INSTRUCTIONS FOR THE TASK » Each line of the listing below should be restated word for word.

WORKING DATA »

▬▬▬

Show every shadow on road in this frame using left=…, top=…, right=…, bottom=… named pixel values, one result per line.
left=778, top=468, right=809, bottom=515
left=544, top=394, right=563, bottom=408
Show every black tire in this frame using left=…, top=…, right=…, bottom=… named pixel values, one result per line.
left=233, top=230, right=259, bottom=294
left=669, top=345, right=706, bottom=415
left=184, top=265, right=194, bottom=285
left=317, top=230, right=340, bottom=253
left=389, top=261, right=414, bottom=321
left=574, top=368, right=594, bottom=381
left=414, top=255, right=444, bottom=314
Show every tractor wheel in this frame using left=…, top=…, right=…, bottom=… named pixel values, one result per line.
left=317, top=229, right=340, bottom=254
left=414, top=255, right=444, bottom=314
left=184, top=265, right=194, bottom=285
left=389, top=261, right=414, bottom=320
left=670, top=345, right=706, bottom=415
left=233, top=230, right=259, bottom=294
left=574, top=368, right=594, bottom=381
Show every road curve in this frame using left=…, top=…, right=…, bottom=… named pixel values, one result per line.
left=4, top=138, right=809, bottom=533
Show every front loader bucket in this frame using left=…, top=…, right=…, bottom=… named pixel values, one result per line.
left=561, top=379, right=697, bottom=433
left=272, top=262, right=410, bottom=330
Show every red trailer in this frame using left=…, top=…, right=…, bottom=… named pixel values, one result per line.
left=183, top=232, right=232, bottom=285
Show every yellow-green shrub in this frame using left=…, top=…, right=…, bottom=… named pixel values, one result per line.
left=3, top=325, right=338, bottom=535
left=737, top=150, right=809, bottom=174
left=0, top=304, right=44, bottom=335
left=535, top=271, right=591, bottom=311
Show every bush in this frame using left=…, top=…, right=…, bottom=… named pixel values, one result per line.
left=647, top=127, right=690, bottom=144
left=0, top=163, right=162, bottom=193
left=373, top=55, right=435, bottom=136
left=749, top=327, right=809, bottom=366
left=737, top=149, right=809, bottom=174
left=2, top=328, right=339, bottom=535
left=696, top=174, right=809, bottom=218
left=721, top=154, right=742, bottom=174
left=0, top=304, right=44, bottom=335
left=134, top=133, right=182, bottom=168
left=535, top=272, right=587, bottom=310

▬▬▬

ANSWER »
Show every shadow on road in this frame using left=…, top=…, right=…, bottom=… named pixel values, one result per line.
left=778, top=468, right=809, bottom=515
left=544, top=394, right=563, bottom=408
Show every black tire in this frame using left=…, top=…, right=…, bottom=… named pixel values, one result per line.
left=233, top=230, right=259, bottom=294
left=669, top=345, right=706, bottom=415
left=184, top=265, right=194, bottom=285
left=317, top=230, right=340, bottom=253
left=389, top=261, right=414, bottom=321
left=574, top=368, right=594, bottom=381
left=414, top=255, right=444, bottom=314
Show every tractor wheel in this frame using left=…, top=…, right=…, bottom=… named pixel values, one result per line.
left=317, top=229, right=340, bottom=254
left=414, top=255, right=444, bottom=314
left=184, top=265, right=194, bottom=285
left=389, top=261, right=414, bottom=320
left=670, top=345, right=706, bottom=415
left=233, top=230, right=259, bottom=294
left=574, top=368, right=594, bottom=381
Show every road curve in this frame using left=…, top=…, right=…, bottom=… named pixel values, one result per line.
left=4, top=138, right=809, bottom=533
Show every front loader bucket in this frame using left=…, top=…, right=…, bottom=… named pixel values, one result per line.
left=561, top=379, right=697, bottom=433
left=272, top=262, right=410, bottom=330
Show every red trailer in this frame using left=…, top=…, right=…, bottom=… named pixel values, one result per line.
left=183, top=232, right=232, bottom=285
Show every yellow-green shrub in this frame using left=…, top=…, right=…, bottom=… named pixel values, one result per line.
left=3, top=325, right=338, bottom=535
left=737, top=150, right=809, bottom=174
left=0, top=304, right=44, bottom=335
left=535, top=271, right=591, bottom=311
Show every bush in this frame using left=…, top=…, right=…, bottom=… named pixel values, one result per line.
left=647, top=127, right=690, bottom=144
left=0, top=163, right=162, bottom=193
left=373, top=55, right=435, bottom=136
left=749, top=327, right=809, bottom=366
left=737, top=149, right=809, bottom=174
left=2, top=328, right=339, bottom=535
left=696, top=174, right=809, bottom=218
left=721, top=154, right=742, bottom=174
left=0, top=304, right=44, bottom=335
left=134, top=133, right=182, bottom=168
left=535, top=272, right=587, bottom=310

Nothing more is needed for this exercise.